◆ PASSAGE PROVIDED ◆

▶

What Happened in Montanile
In Montanile, the plan had an enforceable reimbursement provision. And there was no question which funds were at issue, or whether they belonged in good conscience to the plan. The only question was, if Mr. Montanile had spent the money that he owed the plan on non-traceable items (such as food and travel), whether the plan could recover from hisother assets. The answer was a resounding “no."
On the one hand, this is not a surprising conclusion at all. The Court’s previous decisions, while progressively more favorable to plans seeking to recover under their reimbursement provisions, have never dropped the requirement that the funds at issue be a specifically identifiable fund in the possession or control of the participant. Those decisions have always implied (and arguably even stated) that if the participant dissipates the assets that he or she obtains from the third party, the plan is out of luck. Seeking monetary damages from a participant’s general assets is quintessentially legal relief, and therefore unavailable to an ERISA plan, whose only recourse is equitable relief.
Justice Ginsburg’s incredulous dissent no doubt speaks for plan sponsors and administrators everywhere. Did the other eight Justices really mean that a plan participant “can escape [his] reimbursement obligation … by spending the settlement funds rapidly on non-traceable items”? Yes, that is exactly what they meant.
What Does This Mean for Plan Sponsors?

◀

◆ EXTRACTED DATA ◆
▶

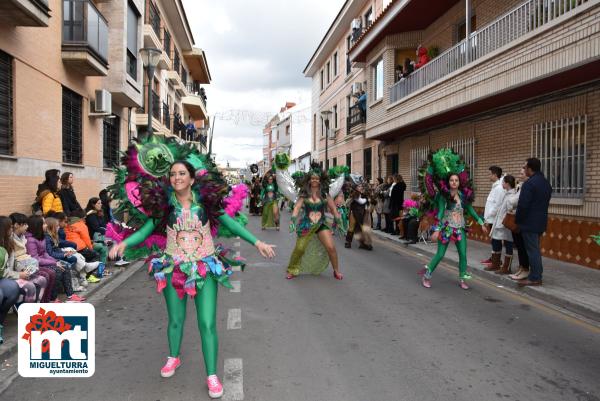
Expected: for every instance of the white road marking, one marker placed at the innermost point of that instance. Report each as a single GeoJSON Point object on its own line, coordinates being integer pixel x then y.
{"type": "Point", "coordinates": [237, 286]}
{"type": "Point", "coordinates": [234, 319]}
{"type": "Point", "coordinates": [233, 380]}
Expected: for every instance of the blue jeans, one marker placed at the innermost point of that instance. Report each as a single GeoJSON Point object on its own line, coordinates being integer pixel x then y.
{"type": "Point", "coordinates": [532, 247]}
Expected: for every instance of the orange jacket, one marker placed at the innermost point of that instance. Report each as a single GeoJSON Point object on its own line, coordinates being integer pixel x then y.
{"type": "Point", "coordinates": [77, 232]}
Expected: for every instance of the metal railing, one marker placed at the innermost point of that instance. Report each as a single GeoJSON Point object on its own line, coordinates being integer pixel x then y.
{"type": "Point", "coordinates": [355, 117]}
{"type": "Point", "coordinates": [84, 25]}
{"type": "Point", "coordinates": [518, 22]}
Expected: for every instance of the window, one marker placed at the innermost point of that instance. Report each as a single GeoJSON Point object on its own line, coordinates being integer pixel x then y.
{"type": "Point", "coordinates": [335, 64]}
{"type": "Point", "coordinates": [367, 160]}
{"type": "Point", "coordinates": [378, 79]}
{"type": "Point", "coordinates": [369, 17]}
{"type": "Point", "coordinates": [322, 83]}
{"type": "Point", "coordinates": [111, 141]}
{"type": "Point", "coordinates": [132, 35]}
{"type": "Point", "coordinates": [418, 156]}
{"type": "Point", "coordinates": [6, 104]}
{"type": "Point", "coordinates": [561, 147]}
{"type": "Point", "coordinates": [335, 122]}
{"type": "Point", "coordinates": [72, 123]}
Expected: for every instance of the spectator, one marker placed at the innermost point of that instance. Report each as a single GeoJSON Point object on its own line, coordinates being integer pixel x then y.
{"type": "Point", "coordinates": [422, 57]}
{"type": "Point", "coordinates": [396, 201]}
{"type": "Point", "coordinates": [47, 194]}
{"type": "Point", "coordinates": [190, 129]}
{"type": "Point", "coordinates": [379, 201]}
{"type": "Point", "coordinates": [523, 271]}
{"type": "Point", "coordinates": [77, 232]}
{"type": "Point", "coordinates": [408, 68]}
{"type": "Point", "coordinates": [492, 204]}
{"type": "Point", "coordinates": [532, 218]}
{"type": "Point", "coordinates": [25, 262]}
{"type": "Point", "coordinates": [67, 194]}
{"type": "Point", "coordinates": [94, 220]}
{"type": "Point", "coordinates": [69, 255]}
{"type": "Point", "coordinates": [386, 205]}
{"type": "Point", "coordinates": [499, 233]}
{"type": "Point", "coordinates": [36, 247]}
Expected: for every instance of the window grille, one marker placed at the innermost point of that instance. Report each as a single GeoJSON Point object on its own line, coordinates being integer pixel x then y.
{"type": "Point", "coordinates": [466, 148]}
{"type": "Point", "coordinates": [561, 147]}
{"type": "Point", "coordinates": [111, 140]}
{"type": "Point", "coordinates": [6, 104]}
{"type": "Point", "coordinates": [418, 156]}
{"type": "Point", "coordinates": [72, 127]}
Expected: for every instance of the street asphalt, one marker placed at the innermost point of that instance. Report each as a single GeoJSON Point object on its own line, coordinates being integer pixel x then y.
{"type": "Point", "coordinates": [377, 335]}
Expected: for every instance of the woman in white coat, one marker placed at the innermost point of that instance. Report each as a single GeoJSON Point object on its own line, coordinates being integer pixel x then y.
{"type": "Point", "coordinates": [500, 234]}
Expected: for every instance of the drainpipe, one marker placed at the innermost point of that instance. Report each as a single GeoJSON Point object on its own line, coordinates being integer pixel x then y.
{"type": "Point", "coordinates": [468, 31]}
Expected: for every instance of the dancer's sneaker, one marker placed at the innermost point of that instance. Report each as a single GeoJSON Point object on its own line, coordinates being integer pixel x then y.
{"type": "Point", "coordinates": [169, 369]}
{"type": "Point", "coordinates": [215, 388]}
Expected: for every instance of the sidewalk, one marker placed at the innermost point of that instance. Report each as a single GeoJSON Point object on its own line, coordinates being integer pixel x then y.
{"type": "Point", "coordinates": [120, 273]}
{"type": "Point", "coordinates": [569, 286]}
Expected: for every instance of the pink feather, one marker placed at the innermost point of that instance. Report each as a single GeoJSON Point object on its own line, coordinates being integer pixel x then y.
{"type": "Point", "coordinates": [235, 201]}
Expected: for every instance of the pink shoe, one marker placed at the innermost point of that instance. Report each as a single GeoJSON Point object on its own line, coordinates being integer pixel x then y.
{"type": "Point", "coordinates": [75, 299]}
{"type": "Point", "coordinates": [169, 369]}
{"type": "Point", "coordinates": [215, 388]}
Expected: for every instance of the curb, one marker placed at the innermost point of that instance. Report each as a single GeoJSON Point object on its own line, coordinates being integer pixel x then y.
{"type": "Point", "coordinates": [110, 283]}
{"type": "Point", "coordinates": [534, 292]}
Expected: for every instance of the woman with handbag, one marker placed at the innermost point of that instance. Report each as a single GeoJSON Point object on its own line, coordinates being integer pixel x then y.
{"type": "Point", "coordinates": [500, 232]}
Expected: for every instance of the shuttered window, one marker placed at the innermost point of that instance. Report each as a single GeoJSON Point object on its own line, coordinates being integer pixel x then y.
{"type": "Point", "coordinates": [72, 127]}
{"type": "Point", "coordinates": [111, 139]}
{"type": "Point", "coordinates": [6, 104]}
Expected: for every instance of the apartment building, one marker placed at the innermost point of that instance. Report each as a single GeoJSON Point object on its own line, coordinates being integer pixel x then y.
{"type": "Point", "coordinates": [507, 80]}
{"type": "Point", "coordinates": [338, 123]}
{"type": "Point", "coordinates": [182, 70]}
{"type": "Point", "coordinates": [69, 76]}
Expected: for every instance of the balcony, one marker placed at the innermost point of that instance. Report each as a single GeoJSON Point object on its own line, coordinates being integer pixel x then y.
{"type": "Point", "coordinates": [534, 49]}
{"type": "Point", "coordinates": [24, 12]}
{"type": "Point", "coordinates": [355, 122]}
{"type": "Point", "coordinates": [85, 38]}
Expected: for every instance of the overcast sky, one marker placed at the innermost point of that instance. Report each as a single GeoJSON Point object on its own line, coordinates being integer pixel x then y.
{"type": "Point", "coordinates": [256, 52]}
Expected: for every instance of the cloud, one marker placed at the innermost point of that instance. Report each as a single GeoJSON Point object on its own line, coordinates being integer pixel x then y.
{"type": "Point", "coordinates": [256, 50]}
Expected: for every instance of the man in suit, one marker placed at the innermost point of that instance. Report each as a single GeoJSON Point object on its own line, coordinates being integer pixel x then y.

◀

◆ REQUIRED TASKS ◆
[1] In the passage on Montanile, what is the only kind of relief available to an ERISA plan?
[2] Continue the passage on Montanile from the section header "What Does This Mean for Plan Sponsors?"

◆ RESULTS FOR EACH TASK ◆
[1] Equitable relief.

[2]
In a meaningful way, Montanile is not news. The case adds nothing to the Court’s earlier guidance on what makes a reimbursement provision enforceable. And since its earliest decisions in this area the Court has recognized the loophole allowing an industrious (or spendthrift) participant to flout a reimbursement provision by spending the plan’s money on non-traceable items. But several federal circuit courts of appeals either overlooked this wrinkle or could not believe the Court meant it, and instead held that ERISA plans may seek reimbursement from a recalcitrant participant’s general assets. The Court agreed to hearMontanile to set them straight.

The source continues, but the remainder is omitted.